*** SUMBER

Pada diskusi bertajuk “Suka Duka di Tanah Bali” oleh Balebengong  Minggu, (20/10). Ayam menjadi topik bahasan menghadirkan Apung, seorang pecinta ayam asal desa Angantiga, Karangasem. Sejak kecil dia sudah memiliki kecintaan terhadap hewan khususnya ayam.

Dalam ranah religius ia menyatakan ayam adalah binatang yang istimewa.“Bagi masyarakat Hindu, ayam adalah representasi dari tiga tingkatan eksistensi manusia: etis, estetis dan religius. Karenanya ayam lazim digunakan dalam upacara keagaman sebagai bentuk dari harmonisasi hubungan vertikal manusia dengan Sang Hyang Widhi Wasa. Beda upacara, beda pula ayam yang harus dihadirkan. Begitu pula beda daerah, beda pula dengan tradisinya walaupun sama-sama di tanah Bali” paparnya.

Ayam adalah simbol energi, simbol  etos kerja yang baik yang harus ditiru oleh manusia. “Setiap upacara Yadnya, baik Dewa Yadnya hingga Manusia Yadnya, ayam menjadi sarana utama dalam persembahan Caru. Hal ini sudah tertulis dalam sastra Hindu. Caru adalah ritual penyucian alam yang mana darah ayam dan organ lain adalah elemen utama” kata Apung.

Lebih lanjut Apung berkata ” Hindu Bali memang agama ritual, bahkan dulu darah manusia adalah yang utama dalam upacara, namun semenjak ada undang-undang mengenai hak asasi, darah manusia digantikan dengan darah dari hewan termasuk ayam” kata dia.

Dalam sastra Hindu, ayam juga mendapatkan tempat yang khusus.”Ada Lontar Pengayam-ayam, lontar ini seperti  jurnal bagi para petarung ayam, didalamnya banyak membicarakan sabung ayam atau biasa disebut Tajen” ungkapnya.

******
*** BARIS DATA

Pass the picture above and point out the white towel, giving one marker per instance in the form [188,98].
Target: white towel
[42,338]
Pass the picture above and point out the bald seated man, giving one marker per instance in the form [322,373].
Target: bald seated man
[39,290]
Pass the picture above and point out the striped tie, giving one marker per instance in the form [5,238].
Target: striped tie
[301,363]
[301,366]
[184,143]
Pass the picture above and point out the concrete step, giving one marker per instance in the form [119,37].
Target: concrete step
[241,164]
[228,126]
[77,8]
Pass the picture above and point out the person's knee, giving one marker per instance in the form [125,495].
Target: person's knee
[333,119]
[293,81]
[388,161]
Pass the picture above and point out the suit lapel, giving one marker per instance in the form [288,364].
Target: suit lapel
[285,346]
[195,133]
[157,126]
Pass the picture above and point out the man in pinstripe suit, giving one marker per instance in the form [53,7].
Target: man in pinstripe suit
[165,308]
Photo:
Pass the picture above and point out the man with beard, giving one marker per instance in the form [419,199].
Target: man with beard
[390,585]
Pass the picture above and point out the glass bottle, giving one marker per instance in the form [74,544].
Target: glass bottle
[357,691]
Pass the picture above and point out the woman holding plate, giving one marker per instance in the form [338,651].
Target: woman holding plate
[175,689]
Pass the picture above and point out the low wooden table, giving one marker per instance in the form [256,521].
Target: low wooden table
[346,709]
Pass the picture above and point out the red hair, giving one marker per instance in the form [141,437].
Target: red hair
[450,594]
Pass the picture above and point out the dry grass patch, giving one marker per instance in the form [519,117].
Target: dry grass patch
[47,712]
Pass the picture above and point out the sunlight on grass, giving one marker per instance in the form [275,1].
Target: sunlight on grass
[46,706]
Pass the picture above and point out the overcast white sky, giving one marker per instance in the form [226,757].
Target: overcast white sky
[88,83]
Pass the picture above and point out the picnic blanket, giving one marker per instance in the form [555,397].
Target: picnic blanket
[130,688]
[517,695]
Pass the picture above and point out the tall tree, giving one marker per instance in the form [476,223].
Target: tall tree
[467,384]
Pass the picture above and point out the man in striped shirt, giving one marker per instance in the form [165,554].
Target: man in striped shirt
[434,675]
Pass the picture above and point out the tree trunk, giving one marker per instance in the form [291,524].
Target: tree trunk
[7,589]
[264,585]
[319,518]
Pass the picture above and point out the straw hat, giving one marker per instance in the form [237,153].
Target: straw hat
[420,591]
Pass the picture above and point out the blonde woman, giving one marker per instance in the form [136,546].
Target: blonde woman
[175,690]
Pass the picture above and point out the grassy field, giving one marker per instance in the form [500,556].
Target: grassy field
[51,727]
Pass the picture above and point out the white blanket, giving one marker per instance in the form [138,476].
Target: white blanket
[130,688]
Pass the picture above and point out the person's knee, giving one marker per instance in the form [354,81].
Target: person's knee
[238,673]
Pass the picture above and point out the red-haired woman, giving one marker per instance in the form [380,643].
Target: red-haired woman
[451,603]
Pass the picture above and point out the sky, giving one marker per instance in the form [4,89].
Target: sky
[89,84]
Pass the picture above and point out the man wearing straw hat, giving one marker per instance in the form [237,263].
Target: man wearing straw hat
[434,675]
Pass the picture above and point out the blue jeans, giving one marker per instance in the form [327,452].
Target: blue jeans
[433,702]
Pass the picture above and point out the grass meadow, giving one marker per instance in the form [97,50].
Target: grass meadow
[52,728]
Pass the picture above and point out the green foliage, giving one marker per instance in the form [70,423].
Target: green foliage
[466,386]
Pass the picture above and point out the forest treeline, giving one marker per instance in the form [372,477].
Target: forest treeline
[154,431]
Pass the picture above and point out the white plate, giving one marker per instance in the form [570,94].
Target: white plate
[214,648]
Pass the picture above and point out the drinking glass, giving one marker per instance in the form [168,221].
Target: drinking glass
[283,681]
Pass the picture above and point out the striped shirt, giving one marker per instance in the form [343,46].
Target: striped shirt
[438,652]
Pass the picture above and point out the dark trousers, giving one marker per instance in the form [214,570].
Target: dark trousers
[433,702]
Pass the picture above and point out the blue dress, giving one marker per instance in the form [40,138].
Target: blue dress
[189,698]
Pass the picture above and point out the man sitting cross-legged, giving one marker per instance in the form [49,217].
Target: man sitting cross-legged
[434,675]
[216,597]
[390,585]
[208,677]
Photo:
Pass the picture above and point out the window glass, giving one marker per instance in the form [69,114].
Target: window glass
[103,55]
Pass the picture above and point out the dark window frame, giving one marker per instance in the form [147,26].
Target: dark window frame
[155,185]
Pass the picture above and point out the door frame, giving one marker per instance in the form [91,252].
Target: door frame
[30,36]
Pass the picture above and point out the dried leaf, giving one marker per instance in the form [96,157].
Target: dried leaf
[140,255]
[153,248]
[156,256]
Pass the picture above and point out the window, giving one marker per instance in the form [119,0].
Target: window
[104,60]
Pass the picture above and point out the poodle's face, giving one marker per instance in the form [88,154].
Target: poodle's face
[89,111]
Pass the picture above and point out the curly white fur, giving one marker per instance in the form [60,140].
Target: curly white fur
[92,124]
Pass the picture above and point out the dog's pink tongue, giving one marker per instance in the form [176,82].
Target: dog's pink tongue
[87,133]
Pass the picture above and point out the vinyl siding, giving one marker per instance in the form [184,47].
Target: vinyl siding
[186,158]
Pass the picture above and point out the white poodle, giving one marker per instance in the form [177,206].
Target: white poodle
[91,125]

******

Lanjutkan tulisan tentang ayam dalam tradisi Hindu Bali, mulai tepat setelah kalimat terakhirnya.

JAWABAN =
Dalam Lontar Pengayam-ayam, banyak menyinggung tentang ayam yang dijamin tidak kalah saat diadu. Selain ciri bawaan ayam yang mendatangkan keberuntungan, hari pertandingan pun berpengaruh. Siapa sangka, setiap jenis ayam memiliki hari baik tersendiri.

Namun sekarang lontar ini sudah tidak begitu relevan. Hal ini dikarenakan sudah ada ayam import dari negara lain dan tidak masuk klasifikasi seperti yang termuat dalam lontar pengayam-ayam. Dibandingkan Tajen, Apung lebih menaruh perhatian kepada ayam yang diperuntukan untuk upacara.

“Menjadi sarana upacara adalah keberuntungan tersendiri bagi si ayam. Ayam yang dikorbankan  mendapatkan doa dan memiliki kesempatan untuk mendapatkan kehidupan yang lebih baik” kata dia.

Varietas ayam Bali yang sesuai dengan apa yang digambarkan dalam sastra mulai berkurang. Hal ini disebabkan oleh adanya kawin silang serta menjadikan ayam sebagai konsumsi sehari-hari.

“Orang Bali zaman dulu makan ayam setelah selesai upacara. Ayam adalah persembahan bagi para dewa, setelah dilungsur baru dimakan, bahkan ada aturan dalam memasaknya. Lebih sering dibakar,” imbuhnya.

Dikarenakan ayam yang digambarkan dalam sastra kini mulai berkurang dan tak jarang orang mengalami kesulitan ketika berusaha mendapatkanya untuk upacara. Mulai tahun 1993, Apung bereksperimen dengan pembiakan, menghadirkan isi naskah lontar menjadi bentuk ayam yang layak menjadi persembahan di berbagai upacara adat. (kanalbali/NAN)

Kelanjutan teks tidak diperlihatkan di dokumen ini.